▶ Source information
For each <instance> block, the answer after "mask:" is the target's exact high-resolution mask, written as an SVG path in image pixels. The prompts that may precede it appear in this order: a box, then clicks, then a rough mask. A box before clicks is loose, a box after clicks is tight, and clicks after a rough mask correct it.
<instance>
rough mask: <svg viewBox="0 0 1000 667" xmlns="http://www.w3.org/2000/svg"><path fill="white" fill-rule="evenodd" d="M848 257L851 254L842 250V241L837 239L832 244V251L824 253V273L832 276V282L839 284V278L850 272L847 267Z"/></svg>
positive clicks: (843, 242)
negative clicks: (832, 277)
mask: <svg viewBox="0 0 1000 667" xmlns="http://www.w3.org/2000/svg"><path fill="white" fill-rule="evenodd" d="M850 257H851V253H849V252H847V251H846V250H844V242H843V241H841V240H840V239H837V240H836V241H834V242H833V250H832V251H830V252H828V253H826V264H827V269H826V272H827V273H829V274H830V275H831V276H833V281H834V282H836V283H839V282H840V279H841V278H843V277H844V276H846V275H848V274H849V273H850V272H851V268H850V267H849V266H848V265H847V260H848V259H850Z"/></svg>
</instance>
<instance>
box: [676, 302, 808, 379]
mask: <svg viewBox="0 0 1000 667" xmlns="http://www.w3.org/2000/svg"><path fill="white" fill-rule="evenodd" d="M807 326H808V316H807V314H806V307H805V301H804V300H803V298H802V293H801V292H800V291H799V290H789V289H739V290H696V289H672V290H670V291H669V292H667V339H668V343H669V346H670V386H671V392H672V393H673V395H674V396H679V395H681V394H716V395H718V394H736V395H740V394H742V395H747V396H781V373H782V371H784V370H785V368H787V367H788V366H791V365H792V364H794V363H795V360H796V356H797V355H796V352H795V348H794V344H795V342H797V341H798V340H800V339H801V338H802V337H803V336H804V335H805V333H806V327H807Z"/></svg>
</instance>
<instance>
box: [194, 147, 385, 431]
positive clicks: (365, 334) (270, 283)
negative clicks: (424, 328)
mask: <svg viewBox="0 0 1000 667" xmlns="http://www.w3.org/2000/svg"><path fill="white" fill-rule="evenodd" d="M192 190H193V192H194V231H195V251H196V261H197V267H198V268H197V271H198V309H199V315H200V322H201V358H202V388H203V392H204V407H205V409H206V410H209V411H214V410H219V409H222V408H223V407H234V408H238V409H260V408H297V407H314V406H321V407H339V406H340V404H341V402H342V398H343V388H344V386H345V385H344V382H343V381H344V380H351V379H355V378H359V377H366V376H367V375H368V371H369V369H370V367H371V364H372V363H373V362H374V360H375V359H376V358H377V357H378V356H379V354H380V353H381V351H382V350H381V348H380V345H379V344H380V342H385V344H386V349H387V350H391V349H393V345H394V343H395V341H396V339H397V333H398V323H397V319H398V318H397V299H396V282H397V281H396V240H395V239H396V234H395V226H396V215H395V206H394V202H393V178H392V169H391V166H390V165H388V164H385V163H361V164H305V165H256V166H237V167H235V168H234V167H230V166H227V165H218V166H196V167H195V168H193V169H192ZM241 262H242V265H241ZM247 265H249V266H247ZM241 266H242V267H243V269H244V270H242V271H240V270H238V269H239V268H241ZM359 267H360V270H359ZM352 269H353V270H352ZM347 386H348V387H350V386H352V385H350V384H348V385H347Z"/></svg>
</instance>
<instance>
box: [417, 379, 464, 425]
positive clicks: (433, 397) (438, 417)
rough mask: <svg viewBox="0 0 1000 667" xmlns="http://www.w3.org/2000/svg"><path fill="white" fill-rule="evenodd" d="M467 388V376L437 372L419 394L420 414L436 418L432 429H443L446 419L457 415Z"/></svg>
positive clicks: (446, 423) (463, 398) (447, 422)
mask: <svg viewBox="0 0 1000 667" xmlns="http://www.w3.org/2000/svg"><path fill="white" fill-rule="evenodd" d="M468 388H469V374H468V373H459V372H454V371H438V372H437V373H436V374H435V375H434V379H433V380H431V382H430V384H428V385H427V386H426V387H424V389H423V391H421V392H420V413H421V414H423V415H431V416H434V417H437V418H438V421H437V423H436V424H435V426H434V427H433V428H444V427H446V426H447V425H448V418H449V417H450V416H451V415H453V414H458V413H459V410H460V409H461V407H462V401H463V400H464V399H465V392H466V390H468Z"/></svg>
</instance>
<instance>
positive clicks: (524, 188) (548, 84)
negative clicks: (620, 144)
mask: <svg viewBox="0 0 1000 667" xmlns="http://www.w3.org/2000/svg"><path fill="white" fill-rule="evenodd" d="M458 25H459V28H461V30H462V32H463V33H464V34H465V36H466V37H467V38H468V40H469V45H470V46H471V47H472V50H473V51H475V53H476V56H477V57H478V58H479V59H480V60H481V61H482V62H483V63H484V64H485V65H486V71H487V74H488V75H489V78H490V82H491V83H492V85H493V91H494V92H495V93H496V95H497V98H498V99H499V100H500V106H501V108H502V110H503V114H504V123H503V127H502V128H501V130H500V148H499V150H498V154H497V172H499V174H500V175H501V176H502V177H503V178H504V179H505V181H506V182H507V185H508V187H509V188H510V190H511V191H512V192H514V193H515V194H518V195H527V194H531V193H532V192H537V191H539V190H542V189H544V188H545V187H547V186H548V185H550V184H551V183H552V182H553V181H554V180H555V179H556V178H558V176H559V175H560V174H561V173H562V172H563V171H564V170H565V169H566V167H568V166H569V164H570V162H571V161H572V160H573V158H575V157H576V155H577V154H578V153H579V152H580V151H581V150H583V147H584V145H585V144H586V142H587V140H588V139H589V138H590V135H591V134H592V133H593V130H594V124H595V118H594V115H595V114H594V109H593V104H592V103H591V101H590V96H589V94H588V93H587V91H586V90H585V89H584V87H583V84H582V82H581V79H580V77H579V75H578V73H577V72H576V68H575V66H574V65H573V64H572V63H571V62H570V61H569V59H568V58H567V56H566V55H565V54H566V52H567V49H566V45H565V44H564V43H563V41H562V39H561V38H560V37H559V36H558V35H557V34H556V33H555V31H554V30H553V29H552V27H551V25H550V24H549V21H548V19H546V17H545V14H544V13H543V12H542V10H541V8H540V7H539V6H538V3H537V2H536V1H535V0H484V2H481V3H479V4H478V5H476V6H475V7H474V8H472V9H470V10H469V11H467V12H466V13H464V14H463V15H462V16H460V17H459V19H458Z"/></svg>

▶ Exercise objective
Out of the data above, give again only the lines starting at the one holding "positive clicks: (433, 397) (438, 417)" and ending at the one holding "388V376L437 372L419 394L420", unchanged.

▶ Completed task
positive clicks: (433, 397) (438, 417)
rough mask: <svg viewBox="0 0 1000 667" xmlns="http://www.w3.org/2000/svg"><path fill="white" fill-rule="evenodd" d="M467 388V376L437 372L419 394L420 414L436 418L432 429H443L446 419L457 415Z"/></svg>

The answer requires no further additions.